#### Extracted records
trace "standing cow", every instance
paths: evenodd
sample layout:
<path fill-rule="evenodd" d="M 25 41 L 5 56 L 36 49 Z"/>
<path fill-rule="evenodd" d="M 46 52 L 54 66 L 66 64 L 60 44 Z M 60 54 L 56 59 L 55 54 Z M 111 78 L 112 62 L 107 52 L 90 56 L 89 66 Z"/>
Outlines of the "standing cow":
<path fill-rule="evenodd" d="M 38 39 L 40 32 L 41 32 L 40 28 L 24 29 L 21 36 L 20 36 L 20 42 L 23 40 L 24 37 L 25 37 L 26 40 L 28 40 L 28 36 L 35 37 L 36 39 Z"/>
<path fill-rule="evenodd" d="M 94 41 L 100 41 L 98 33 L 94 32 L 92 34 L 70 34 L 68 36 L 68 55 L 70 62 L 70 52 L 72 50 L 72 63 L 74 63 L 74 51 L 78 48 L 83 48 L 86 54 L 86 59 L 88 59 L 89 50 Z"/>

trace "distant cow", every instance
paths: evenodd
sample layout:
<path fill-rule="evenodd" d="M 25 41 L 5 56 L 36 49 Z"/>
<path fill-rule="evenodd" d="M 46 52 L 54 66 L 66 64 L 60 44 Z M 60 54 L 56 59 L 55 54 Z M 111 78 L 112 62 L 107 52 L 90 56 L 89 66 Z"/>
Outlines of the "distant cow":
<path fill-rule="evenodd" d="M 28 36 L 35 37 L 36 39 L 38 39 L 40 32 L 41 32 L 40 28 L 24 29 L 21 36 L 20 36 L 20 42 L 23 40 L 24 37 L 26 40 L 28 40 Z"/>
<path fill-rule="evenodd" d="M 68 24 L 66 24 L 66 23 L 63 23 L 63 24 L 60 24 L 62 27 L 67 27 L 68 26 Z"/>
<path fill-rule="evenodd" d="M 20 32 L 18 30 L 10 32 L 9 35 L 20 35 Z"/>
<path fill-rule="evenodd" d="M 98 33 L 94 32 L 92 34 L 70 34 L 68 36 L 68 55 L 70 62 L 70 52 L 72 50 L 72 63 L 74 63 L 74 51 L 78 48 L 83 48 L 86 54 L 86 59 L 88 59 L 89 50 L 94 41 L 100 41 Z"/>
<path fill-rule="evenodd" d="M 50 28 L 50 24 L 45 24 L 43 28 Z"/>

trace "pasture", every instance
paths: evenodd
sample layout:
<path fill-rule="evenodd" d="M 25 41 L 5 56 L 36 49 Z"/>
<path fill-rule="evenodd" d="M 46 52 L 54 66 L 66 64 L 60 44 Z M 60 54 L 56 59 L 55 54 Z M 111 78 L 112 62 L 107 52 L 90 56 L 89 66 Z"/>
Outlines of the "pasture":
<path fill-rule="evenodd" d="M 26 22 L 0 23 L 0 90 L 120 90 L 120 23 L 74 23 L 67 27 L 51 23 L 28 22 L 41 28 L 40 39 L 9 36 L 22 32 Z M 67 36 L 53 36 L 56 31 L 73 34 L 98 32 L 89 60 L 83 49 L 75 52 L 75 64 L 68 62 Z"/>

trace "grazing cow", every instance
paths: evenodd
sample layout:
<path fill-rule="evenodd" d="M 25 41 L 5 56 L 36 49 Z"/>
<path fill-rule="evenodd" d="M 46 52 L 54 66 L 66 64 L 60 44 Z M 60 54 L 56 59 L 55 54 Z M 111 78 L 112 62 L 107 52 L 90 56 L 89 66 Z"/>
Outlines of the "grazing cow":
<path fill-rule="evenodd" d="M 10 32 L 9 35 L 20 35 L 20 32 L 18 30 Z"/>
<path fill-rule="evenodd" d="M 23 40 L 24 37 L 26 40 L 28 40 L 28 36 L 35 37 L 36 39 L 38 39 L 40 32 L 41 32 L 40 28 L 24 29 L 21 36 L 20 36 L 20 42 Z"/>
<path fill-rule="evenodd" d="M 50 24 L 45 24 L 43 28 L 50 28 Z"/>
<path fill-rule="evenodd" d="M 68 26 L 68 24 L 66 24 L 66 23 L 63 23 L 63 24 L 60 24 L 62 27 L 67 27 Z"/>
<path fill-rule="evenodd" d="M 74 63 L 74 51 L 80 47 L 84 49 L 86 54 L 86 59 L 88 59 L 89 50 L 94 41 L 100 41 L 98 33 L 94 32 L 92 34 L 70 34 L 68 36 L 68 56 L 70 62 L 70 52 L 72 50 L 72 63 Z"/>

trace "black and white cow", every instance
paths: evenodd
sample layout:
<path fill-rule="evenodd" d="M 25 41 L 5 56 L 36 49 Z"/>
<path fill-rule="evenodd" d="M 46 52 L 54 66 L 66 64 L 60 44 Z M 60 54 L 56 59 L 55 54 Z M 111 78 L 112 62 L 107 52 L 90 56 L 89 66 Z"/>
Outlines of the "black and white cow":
########
# [Set problem]
Rewrite the records as a numbered list, starting at the first line and ending at the line that contains "50 28 L 50 24", with both of those lines included and blank lines left out.

# [Solution to this exercise]
1. trace "standing cow", every instance
2. paths: evenodd
3. sample layout:
4. <path fill-rule="evenodd" d="M 25 41 L 5 56 L 36 49 Z"/>
5. <path fill-rule="evenodd" d="M 46 52 L 54 66 L 66 64 L 60 44 Z M 60 54 L 56 59 L 55 54 Z M 111 78 L 112 62 L 107 52 L 90 56 L 89 66 Z"/>
6. Outlines of the "standing cow":
7. <path fill-rule="evenodd" d="M 38 39 L 40 32 L 41 32 L 40 28 L 24 29 L 21 36 L 20 36 L 20 42 L 23 40 L 24 37 L 25 37 L 26 40 L 28 40 L 28 36 L 35 37 L 36 39 Z"/>
8. <path fill-rule="evenodd" d="M 94 41 L 100 41 L 98 33 L 94 32 L 92 34 L 70 34 L 68 36 L 68 55 L 70 62 L 70 52 L 72 50 L 72 63 L 74 63 L 74 51 L 78 48 L 83 48 L 86 54 L 86 59 L 88 59 L 89 50 Z"/>
9. trace "distant cow", every instance
10. paths: evenodd
11. sample layout:
12. <path fill-rule="evenodd" d="M 25 41 L 5 56 L 36 49 Z"/>
13. <path fill-rule="evenodd" d="M 46 52 L 54 66 L 66 64 L 60 44 Z M 60 54 L 56 59 L 55 54 Z M 111 78 L 112 62 L 107 52 L 90 56 L 89 66 Z"/>
14. Outlines of the "distant cow":
15. <path fill-rule="evenodd" d="M 28 36 L 35 37 L 36 39 L 38 39 L 40 32 L 41 32 L 40 28 L 24 29 L 21 36 L 20 36 L 20 42 L 23 40 L 24 37 L 26 40 L 28 40 Z"/>
16. <path fill-rule="evenodd" d="M 68 24 L 66 24 L 66 23 L 63 23 L 63 24 L 60 24 L 62 27 L 67 27 L 68 26 Z"/>
17. <path fill-rule="evenodd" d="M 20 32 L 18 30 L 10 32 L 9 35 L 20 35 Z"/>
18. <path fill-rule="evenodd" d="M 98 33 L 94 32 L 92 34 L 70 34 L 68 36 L 68 55 L 70 62 L 70 52 L 72 50 L 72 63 L 74 63 L 74 51 L 78 48 L 83 48 L 86 54 L 86 59 L 88 59 L 89 50 L 94 41 L 100 41 Z"/>
19. <path fill-rule="evenodd" d="M 50 28 L 50 24 L 45 24 L 43 28 Z"/>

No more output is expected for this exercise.